• Reading text
>>>
= Marie Pistilli Award =

The Marie R. Pistilli Women in Engineering Achievement Award is issued annually since 2000 by the Design Automation Conference (DAC) to honor the outstanding achievements of women in Electronic Design Automation. It is named after the co-founder of DAC, Marie Pistilli. Originally named as the "Marie R. Pistilli Women in EDA Achievement Award", it is named the "Marie R. Pistilli Women in Engineering Achievement Award" since 2016.

==Recipients==
- 2000: Penny Herscher, then with Cadence Design Systems
- 2001: Deirdre Hanford, Synopsys, Inc.
- 2002: Ann Rincon, then senior technical staff member at IBM Microelectronics, Burlington, Vermont, "For her significant contributions in helping women advance in the field of DA technology"
- 2003: Karen Bartleson, Synopsis, Inc.
- 2004: Mary Jane Irwin, Pennsylvania State University
- 2005: Kathryn Kranen, Jasper Design Automation
- 2006: Ellen J. Yoffa, IBM
- 2007: Jan Willis, then with Cadence Design Systems - "Jan's leadership and dedication in serving as a mentor and role model to women in EDA, and young girls and boys as they begin to consider career options, exemplifies what the Marie R. Pistilli Women in Electronic Design Automation Achievement Award is all about."
<<<
• Dataset entries
>>>
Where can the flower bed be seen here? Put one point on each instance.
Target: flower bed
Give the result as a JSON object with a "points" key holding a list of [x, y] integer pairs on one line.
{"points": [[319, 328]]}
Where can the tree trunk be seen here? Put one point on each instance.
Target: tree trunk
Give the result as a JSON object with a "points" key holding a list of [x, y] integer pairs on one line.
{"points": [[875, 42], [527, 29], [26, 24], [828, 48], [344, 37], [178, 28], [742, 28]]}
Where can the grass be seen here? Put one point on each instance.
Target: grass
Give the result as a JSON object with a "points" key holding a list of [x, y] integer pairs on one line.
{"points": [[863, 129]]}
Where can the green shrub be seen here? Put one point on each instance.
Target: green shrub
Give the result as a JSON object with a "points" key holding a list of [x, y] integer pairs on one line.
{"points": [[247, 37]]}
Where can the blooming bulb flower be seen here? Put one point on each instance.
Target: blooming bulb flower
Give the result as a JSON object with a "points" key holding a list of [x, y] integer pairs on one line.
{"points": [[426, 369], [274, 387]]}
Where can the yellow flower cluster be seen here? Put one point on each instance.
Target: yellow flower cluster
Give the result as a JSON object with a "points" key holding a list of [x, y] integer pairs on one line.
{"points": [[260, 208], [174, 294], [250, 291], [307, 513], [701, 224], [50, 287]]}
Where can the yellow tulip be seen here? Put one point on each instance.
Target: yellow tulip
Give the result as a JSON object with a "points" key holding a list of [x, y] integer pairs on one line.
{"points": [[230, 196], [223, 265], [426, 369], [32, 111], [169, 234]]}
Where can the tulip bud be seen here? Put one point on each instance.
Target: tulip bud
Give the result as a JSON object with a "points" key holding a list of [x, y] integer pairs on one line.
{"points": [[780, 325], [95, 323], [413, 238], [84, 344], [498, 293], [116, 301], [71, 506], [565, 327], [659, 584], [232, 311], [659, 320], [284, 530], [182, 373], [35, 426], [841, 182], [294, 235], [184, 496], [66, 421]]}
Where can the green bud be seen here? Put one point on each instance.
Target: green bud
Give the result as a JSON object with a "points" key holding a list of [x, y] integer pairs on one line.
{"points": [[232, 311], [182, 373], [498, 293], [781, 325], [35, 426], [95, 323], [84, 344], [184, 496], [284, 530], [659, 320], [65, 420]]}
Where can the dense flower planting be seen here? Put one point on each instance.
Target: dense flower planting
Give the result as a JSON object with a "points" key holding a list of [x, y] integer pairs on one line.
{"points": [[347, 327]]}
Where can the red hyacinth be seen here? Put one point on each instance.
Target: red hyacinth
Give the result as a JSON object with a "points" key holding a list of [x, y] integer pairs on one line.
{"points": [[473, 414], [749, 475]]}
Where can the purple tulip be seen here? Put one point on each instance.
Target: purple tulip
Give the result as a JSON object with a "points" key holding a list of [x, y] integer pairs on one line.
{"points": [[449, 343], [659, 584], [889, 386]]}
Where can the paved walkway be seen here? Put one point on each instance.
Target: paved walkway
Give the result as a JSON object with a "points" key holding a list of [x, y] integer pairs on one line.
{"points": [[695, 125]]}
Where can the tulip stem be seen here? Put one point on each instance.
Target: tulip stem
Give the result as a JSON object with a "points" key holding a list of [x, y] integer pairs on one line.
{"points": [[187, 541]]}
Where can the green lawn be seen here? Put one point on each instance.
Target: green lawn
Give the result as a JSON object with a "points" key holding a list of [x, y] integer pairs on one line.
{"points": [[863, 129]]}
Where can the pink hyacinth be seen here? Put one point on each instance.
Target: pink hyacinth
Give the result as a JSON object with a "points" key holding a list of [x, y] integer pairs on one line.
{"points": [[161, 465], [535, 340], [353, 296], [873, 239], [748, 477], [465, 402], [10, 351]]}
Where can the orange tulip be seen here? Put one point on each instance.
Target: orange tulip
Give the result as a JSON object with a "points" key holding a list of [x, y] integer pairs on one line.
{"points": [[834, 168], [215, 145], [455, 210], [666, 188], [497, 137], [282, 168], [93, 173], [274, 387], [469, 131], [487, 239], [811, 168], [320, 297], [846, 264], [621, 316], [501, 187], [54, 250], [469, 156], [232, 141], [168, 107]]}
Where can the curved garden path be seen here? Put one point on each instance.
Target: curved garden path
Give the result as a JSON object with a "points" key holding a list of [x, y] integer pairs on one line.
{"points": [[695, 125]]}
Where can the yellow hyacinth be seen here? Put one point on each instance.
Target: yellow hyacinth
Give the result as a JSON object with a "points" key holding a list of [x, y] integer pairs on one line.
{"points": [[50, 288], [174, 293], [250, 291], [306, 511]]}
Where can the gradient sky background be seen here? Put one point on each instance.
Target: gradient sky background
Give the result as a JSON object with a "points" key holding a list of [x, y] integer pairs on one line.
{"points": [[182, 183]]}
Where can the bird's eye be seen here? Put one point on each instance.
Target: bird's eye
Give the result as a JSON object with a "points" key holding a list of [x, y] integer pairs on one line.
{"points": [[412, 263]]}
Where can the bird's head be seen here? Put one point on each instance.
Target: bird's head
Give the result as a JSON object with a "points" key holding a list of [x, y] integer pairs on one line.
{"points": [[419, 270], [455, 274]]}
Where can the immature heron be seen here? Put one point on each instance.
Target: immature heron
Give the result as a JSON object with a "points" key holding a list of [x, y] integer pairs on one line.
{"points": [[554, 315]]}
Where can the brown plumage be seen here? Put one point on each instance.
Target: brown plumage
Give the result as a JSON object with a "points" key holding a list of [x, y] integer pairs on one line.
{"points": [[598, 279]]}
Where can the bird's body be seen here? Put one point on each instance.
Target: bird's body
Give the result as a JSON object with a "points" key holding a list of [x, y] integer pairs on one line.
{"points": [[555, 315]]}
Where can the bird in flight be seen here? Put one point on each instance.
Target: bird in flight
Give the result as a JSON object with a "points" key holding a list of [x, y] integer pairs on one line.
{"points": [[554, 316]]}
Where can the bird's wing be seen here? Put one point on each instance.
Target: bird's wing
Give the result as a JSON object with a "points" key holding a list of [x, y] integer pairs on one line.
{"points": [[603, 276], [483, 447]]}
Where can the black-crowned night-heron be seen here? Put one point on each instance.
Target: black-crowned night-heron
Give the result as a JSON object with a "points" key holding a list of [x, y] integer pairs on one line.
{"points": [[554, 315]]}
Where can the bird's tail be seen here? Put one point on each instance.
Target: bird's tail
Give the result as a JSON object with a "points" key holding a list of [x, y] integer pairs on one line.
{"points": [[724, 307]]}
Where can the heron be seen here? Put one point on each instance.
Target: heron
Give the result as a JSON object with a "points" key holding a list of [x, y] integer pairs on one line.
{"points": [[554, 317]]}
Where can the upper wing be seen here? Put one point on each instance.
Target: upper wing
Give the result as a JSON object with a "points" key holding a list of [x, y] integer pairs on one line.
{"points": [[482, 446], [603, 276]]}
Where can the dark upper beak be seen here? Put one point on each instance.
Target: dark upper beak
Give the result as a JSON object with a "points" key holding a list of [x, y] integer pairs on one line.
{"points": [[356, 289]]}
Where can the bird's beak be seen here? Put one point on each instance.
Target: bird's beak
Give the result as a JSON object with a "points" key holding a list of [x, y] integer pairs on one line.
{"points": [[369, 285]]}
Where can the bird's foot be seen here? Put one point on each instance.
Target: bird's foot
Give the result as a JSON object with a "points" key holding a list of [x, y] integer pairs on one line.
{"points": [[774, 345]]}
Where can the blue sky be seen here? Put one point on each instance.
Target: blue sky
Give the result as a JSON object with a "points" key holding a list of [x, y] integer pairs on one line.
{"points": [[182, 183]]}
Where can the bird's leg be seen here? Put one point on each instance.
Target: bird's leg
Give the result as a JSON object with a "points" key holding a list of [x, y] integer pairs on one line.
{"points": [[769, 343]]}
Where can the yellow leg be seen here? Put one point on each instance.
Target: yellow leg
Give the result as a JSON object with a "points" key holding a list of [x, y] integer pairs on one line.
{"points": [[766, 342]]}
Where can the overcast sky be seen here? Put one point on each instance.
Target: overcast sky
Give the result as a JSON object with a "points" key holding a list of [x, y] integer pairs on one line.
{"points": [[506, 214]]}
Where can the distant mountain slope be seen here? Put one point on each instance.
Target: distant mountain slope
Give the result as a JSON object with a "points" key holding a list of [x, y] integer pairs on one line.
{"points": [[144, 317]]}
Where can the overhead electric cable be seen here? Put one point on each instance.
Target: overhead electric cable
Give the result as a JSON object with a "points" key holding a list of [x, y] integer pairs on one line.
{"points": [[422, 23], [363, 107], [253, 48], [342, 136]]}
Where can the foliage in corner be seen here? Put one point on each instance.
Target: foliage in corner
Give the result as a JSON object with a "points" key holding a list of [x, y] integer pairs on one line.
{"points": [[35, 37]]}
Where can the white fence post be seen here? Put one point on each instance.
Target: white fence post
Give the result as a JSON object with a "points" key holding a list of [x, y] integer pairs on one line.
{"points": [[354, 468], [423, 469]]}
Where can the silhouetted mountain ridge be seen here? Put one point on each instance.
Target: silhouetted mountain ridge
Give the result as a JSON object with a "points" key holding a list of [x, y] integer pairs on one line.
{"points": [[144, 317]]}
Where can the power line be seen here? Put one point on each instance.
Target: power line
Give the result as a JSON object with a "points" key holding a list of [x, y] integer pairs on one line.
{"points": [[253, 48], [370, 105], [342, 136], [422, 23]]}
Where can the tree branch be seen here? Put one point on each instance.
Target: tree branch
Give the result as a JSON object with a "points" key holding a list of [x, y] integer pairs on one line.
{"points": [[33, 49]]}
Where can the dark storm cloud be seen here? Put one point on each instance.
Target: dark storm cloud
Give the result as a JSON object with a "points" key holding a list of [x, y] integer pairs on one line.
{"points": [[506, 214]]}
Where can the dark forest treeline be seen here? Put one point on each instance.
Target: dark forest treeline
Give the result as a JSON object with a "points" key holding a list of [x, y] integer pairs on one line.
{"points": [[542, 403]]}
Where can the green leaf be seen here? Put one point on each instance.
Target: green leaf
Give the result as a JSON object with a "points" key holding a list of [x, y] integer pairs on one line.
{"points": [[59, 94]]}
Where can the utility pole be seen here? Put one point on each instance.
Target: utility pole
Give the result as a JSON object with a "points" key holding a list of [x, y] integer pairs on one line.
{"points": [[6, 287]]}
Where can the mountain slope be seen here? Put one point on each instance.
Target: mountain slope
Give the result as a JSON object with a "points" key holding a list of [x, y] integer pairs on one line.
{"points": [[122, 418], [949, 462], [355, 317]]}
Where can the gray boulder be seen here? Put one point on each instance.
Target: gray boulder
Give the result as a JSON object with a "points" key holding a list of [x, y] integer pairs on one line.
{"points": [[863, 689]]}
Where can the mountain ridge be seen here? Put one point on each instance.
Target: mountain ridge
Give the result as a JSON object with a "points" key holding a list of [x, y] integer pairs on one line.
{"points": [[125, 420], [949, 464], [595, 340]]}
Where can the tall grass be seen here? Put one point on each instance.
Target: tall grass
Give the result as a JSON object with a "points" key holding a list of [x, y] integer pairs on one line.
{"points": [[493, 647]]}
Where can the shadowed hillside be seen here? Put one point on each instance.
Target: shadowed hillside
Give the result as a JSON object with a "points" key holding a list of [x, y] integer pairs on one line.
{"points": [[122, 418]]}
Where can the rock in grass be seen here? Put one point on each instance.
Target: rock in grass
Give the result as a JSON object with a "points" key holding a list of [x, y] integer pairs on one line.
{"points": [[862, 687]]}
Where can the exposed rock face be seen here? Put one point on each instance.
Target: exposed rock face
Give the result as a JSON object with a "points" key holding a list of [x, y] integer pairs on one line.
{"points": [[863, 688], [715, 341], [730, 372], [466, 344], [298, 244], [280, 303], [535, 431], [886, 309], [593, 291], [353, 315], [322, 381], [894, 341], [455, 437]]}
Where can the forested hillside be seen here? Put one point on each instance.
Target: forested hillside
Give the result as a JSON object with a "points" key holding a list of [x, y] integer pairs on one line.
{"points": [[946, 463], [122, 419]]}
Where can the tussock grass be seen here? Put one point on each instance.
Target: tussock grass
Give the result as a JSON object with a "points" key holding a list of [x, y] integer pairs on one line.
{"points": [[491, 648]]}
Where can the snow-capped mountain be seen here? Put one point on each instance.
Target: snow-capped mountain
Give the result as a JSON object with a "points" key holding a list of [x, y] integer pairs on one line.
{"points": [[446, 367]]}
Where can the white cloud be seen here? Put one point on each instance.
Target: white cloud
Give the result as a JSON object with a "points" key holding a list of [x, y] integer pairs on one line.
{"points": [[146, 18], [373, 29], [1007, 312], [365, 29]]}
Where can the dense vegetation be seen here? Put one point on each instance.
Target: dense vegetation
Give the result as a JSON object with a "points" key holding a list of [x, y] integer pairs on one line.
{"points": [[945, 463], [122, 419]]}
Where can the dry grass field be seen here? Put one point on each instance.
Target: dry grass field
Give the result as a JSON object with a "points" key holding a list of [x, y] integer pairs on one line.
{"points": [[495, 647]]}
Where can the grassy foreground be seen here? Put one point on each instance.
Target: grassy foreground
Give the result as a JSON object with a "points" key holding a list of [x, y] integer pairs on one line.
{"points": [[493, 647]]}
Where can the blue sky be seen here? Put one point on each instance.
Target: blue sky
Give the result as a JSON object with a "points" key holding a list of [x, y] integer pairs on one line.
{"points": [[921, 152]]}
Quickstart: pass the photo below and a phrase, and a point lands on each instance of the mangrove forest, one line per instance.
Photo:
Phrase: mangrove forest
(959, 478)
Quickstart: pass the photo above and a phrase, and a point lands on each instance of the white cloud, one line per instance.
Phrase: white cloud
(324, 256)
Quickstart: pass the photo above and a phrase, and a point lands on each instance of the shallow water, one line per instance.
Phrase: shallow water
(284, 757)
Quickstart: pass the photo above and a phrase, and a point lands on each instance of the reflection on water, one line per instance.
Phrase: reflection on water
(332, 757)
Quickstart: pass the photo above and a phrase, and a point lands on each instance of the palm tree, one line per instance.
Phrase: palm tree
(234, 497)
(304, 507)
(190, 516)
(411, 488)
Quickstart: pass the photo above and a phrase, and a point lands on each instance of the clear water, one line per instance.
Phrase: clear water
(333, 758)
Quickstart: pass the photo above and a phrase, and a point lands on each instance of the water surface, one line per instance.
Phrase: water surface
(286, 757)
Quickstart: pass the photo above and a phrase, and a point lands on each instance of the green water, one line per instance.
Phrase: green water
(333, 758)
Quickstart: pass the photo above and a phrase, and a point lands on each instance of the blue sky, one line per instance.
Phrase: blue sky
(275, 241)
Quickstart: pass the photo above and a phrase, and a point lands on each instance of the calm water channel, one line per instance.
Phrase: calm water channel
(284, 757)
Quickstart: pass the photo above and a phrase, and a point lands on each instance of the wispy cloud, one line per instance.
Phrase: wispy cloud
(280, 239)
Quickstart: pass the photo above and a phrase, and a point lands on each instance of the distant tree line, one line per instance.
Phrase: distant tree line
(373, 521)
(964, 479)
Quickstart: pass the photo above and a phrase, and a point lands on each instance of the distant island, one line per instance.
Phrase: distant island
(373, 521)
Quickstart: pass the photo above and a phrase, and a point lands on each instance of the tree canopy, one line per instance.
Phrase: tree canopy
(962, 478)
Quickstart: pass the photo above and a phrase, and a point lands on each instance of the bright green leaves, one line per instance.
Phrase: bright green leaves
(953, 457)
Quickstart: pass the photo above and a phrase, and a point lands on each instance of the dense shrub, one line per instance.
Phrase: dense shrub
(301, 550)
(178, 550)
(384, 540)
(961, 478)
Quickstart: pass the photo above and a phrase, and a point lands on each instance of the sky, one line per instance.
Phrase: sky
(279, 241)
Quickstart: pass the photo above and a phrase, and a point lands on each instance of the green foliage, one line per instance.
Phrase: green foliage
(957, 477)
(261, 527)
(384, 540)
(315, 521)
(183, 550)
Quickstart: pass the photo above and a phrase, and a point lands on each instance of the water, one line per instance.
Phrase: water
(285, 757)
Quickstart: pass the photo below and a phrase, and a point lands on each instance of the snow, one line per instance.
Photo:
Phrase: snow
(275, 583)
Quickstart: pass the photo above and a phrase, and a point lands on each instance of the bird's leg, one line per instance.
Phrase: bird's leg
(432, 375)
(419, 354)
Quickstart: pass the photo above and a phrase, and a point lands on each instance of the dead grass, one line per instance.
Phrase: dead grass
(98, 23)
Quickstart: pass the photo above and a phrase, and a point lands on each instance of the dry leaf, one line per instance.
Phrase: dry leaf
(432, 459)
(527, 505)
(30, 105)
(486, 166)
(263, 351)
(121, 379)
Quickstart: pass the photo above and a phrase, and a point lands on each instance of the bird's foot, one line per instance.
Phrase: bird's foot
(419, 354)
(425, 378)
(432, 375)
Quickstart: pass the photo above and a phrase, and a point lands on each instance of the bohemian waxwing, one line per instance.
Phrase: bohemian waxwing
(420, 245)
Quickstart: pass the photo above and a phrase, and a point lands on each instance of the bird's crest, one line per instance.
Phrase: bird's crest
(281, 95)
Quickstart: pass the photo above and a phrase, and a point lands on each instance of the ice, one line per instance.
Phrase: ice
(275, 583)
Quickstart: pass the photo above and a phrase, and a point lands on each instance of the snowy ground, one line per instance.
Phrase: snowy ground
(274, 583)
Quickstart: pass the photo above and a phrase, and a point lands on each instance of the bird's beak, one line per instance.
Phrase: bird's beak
<<<
• Problem set
[1] Set down the passage of the Marie Pistilli Award text starting at "- 2002: Ann" and ending at "Bartleson, Synopsis, Inc.".
[2] Answer these questions using the Marie Pistilli Award text:
(a) Since what year has the award been issued annually?
(b) Who received the award in 2004, and with what institution?
(c) What was the award's original name?
[3] Write what follows the final line of the text on the Marie Pistilli Award.
The listing has no connection to the text on the Marie Pistilli Award.

• Answers to the exercises
[1]
- 2002: Ann Rincon, then senior technical staff member at IBM Microelectronics, Burlington, Vermont, "For her significant contributions in helping women advance in the field of DA technology"
- 2003: Karen Bartleson, Synopsis, Inc.

[2]
(a) 2000
(b) Mary Jane Irwin, Pennsylvania State University
(c) The "Marie R. Pistilli Women in EDA Achievement Award"

[3]
- 2008: Louise Trevillyan IBM Research Center
- 2009: Telle Whitney
- 2010: Mar Hershenson, Vice President of Product Development in the Custom Design Business Unit at Magma Design Automation
- 2011: Limor Fix, senior principal engineer and director of academic programs and research at Intel
- 2012: Belle Wei, then Dean of Engineering, San Jose State University
- 2013: Nanette Collins, a public relations consultant from Boston, active in EDA industry
- 2014: Diana Marculescu, Professor of Electrical and Computer Engineering, Carnegie Mellon University
- 2015: Margaret Martonosi, Princeton University
- 2016: Soha Hassoun, Tufts University
- 2017: Janet Olson, then with Synopsys, Inc.
- 2018: Anne Cirkel, Senior Director for Technology Marketing at Mentor, a Siemens Business
- 2019: R. Iris Bahar, Brown University
- 2020: Alessandra Nardi, Cadence Design Systems Software Engineering Group Director
- 2021: Renu Mehra, Vice President Engineering, Synopsys, Inc.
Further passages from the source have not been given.